[Work instruction]: Skip every line before the one containing "In this exercise you will locate the person", then copy that line and the rest of the entries below exactly, through the last line.
═══ Material for the task
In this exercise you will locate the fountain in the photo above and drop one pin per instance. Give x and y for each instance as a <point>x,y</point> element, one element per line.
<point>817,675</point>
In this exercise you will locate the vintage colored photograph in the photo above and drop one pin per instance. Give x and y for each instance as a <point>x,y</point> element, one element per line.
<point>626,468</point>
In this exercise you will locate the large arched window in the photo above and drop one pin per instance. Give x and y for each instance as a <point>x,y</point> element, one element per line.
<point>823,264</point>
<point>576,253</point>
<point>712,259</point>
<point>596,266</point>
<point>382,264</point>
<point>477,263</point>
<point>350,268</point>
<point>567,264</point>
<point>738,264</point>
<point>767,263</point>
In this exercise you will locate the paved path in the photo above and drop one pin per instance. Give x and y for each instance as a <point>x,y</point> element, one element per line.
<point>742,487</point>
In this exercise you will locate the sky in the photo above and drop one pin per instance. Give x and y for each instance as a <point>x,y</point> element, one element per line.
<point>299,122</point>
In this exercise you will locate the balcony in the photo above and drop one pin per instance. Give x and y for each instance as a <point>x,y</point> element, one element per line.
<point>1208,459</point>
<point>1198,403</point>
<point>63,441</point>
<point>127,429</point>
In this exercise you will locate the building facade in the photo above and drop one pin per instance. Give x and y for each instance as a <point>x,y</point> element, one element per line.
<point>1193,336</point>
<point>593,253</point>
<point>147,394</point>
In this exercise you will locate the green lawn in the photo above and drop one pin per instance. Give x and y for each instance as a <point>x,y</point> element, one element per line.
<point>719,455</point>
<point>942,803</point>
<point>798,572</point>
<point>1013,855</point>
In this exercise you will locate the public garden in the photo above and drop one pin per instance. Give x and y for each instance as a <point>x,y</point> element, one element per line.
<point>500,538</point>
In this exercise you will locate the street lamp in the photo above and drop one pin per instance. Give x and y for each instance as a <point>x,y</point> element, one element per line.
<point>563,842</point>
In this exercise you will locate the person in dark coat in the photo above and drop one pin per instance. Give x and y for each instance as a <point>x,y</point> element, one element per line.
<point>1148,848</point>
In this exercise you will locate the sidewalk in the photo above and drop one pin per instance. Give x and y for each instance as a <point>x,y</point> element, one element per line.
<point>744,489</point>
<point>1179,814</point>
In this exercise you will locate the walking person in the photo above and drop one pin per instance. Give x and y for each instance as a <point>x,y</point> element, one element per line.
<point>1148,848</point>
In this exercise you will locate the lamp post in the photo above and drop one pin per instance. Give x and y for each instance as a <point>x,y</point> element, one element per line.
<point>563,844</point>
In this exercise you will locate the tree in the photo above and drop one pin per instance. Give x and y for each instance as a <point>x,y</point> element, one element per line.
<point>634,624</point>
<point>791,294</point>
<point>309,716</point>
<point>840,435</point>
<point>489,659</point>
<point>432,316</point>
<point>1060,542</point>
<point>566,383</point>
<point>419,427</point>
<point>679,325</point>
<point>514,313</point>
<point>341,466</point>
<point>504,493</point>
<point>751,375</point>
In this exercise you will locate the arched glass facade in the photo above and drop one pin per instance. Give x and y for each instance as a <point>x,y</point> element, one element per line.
══════
[Answer box]:
In this exercise you will locate the person in dark coat in the photo above and drop one pin per instance. Give x and y for each instance as a <point>x,y</point> element, one element per line.
<point>1148,848</point>
In this exercise you will locate the sidewalk in the photo above and drop one pin per instance. Give x and y for each instance as a <point>x,y</point> element, one element per line.
<point>744,489</point>
<point>1179,814</point>
In this exercise you will locate the walking person in the photo above and drop one pin per instance. Give x and y for each instance as a <point>x,y</point> element, one element per line.
<point>1148,848</point>
In this exercise you will locate the lamp post in the photo above and drop one pin per instance. Give x and y for each instance as a <point>x,y</point> element, one element per line.
<point>563,844</point>
In this exercise you will locate the tree in the photo above and drop one pin per instance. Give x and y for each instance as a <point>x,y</point> element, one element per line.
<point>634,624</point>
<point>791,294</point>
<point>309,716</point>
<point>840,435</point>
<point>489,659</point>
<point>432,316</point>
<point>1060,542</point>
<point>566,383</point>
<point>419,427</point>
<point>679,325</point>
<point>514,313</point>
<point>341,466</point>
<point>504,493</point>
<point>751,375</point>
In this exercise you will locate the arched glass facade in the photo above and drop one pin per instance. Give x and y for each instance as a <point>x,y</point> element, one element per line.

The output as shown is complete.